CONSEGNA:
Si stabilisca se ciascuna delle tre affermazioni seguenti concorda con la segnalazione del romanzo, rispondendo sì o no e riportando tra virgolette le parole del testo che lo dimostrano.
1. Il romanzo è pubblicato da Kimerik edizioni.
2. La premessa del romanzo richiama l'incipit di un'opera di Italo Calvino.
3. Secondo la segnalazione, l'uomo teme anzitutto il confronto con gli altri.

TESTO FORNITO:
_ _ _ _ _ _ _

Cari amici librosi,
oggi vi segnalo il romanzo “Lo strano colloquio” di Simone Ceccarelli, edito da Kimerik edizioni.
Una storia il cui principio è una richiesta ai lettori: “Fate silenzio, ascoltate con insicurezza, non fate domande finte e risposte previste. Adesso parla l’opera…” una premessa che ricalca un po’ le orme del famoso incipit di Italo Calvino in “Se una notte d’inverno un viaggiatore”.
Un romanzo la cui narrazione è influenzata dagli insegnamenti freudiani, una sorta di autoanalisi impostata come un dialogo tra autore e lettore. Una vicenda che mette a nudo l’interiorità del proprio animo mediante un discorso tra lo scrittore e il suo stesso Io. In un dialogo, un soliloquio con il proprio sé.
Una narrazione che invita alla riflessione, in un’analisi del genere umano dove, in un mondo offuscato dall’odio e dall’indifferenza, le persone hanno smesso di porsi delle semplici domande, del capire i propri sogni, di voler raggiungere tali sogni, di pensare e di volere il bene. L’atto del riflettere, ormai, non esiste più. Perché? Perché l’uomo teme il confronto, innanzitutto con se stesso e poi con gli altri.

_ _ _ _ _ _ _

SEZIONE DATI:
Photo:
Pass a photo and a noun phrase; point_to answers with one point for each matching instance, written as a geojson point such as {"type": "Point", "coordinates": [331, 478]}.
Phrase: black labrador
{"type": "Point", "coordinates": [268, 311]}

_ _ _ _ _ _ _

RISPOSTA ATTESA:
1. Sì: «edito da Kimerik edizioni».
2. Sì: «ricalca un po’ le orme del famoso incipit di Italo Calvino in “Se una notte d’inverno un viaggiatore”».
3. No: «innanzitutto con se stesso e poi con gli altri».